■ Activity list ■
A. Name every organization or institution mentioned in the space-travel article, whether as a company, publication, board, or university.
B. Reproduce the space-travel article verbatim, everything from "The Doomsday Clock, an" down to "possibly desolate future.".

■ Document excerpt ■
Our place among the stars
Space radiation and microgravity prove to be formidable adversaries, and the task of engineering a space mission remains one of the biggest obstacles we have ever faced. As scientists examine the costs of space travel, it raises the inevitable question: Why put ourselves through this challenge?
“I don’t think the human race will survive the next 1,000 years, unless we spread into space. There are too many accidents that can befall life on a single planet. But I’m an optimist. We will reach out to the stars.” Stephen Hawking, renowned cosmologist, has expressed his concerns about the growing list of dangers that threaten life on Earth. Pollution, consumption of our planet’s resources, and catastrophes that continue to contaminate our world, such as the Fukushima nuclear power plant disaster and the BP oil spill in the Gulf of Mexico, will have tangible consequences on the quality of life on Earth. Taking into consideration the devastation of pandemic viruses and disease, and the growing tension between nations holding nuclear weapons, makes the future look bleak.
The Doomsday Clock, an allegory that represents how close humanity is to global devastation, continues to tick closer to the symbolic end of times—midnight. The symbolic clock was established in 1947 by the Bulletin of the Atomic Scientists, a publication that works to inform the public about nuclear policies and issues. Since then, members of the Science and Security Board have maintained the clock, updating the “time” throughout the years based on the global threats we face. At the beginning of 2015 the clock was placed three minutes away from midnight. For those who believe that human ingenuity will be a saving force for Earth’s creatures, the development of efficient space travel may be vital in a possibly desolate future.
The ability to reach into and beyond our solar system may also propel us into a new golden age of exploration. These technological advances may focus our interest in the cosmos, opening our eyes and minds to a broader universal truth. Perhaps as we take a step back and view ourselves within the larger context of the universe, arbitrary borders will no longer matter and petty disputes will fade away. As a species, we can pursue the answers to questions we’ve asked since the dawn of civilization and expand the treasure trove of human knowledge. With a growing understanding of the cosmos and our place in it, eventually we may be ready to ask new questions that will push the limits of human technology and civilization.
For many these efforts may seem trivial and frivolous, but for those who dream of planets and solar systems beyond our own, reaching them is the next logical step. Humanity has a long road ahead—successful long-range space travel is decades, if not centuries, away—but the progress we are making is continuous and comprehensive. Identifying how space travel affects our bodies will enable us to protect ourselves against the perils we will face. Learning about our future destinations and understanding basic cosmological events will prepare us for the obstacles that may lie ahead of us. Developing new technologies that will nourish and sustain us on our voyage will ensure our success. With the ingenuity and hard work of scientists at UC Berkeley and around the world, we will eventually see humanity, a highly-evolved bipedal life form from Earth, travel across the cosmos.

■ Dataset records ■
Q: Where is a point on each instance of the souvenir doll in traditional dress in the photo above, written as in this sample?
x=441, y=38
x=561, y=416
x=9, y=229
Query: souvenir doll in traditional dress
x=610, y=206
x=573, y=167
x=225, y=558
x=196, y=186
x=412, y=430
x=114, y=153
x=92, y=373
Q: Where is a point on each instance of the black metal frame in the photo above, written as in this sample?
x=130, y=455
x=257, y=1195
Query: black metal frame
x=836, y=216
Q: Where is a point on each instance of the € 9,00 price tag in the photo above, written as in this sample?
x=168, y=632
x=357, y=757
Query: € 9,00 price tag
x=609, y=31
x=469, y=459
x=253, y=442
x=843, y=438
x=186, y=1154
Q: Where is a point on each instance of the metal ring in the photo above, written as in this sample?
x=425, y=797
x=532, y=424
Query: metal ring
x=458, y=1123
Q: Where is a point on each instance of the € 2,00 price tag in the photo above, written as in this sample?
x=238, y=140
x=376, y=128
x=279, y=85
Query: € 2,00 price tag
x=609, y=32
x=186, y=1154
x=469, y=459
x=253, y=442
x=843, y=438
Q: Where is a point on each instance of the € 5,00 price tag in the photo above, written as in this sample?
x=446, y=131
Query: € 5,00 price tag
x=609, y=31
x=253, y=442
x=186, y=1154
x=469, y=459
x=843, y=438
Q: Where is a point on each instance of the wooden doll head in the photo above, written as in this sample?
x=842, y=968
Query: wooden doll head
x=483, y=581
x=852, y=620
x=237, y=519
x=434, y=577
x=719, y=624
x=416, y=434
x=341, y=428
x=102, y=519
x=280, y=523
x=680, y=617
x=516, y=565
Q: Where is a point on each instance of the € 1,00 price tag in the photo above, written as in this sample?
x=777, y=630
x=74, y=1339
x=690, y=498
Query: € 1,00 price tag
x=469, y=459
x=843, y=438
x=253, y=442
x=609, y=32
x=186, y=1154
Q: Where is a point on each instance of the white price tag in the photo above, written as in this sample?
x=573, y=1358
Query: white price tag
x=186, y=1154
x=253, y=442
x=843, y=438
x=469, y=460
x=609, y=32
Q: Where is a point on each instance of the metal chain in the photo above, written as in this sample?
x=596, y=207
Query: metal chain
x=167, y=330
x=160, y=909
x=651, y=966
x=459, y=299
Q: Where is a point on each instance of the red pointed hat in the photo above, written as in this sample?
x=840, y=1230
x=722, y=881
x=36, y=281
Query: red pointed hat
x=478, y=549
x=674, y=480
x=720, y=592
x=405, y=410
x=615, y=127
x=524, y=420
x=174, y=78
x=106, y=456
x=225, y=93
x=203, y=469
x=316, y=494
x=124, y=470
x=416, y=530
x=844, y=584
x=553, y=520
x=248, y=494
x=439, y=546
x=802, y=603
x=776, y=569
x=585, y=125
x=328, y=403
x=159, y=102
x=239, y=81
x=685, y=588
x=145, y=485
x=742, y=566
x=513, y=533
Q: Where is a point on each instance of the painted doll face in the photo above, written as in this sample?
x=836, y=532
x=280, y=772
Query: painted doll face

■ Exercise results ■
A. BP, Bulletin of the Atomic Scientists, Science and Security Board, UC Berkeley

B.
The Doomsday Clock, an allegory that represents how close humanity is to global devastation, continues to tick closer to the symbolic end of times—midnight. The symbolic clock was established in 1947 by the Bulletin of the Atomic Scientists, a publication that works to inform the public about nuclear policies and issues. Since then, members of the Science and Security Board have maintained the clock, updating the “time” throughout the years based on the global threats we face. At the beginning of 2015 the clock was placed three minutes away from midnight. For those who believe that human ingenuity will be a saving force for Earth’s creatures, the development of efficient space travel may be vital in a possibly desolate future.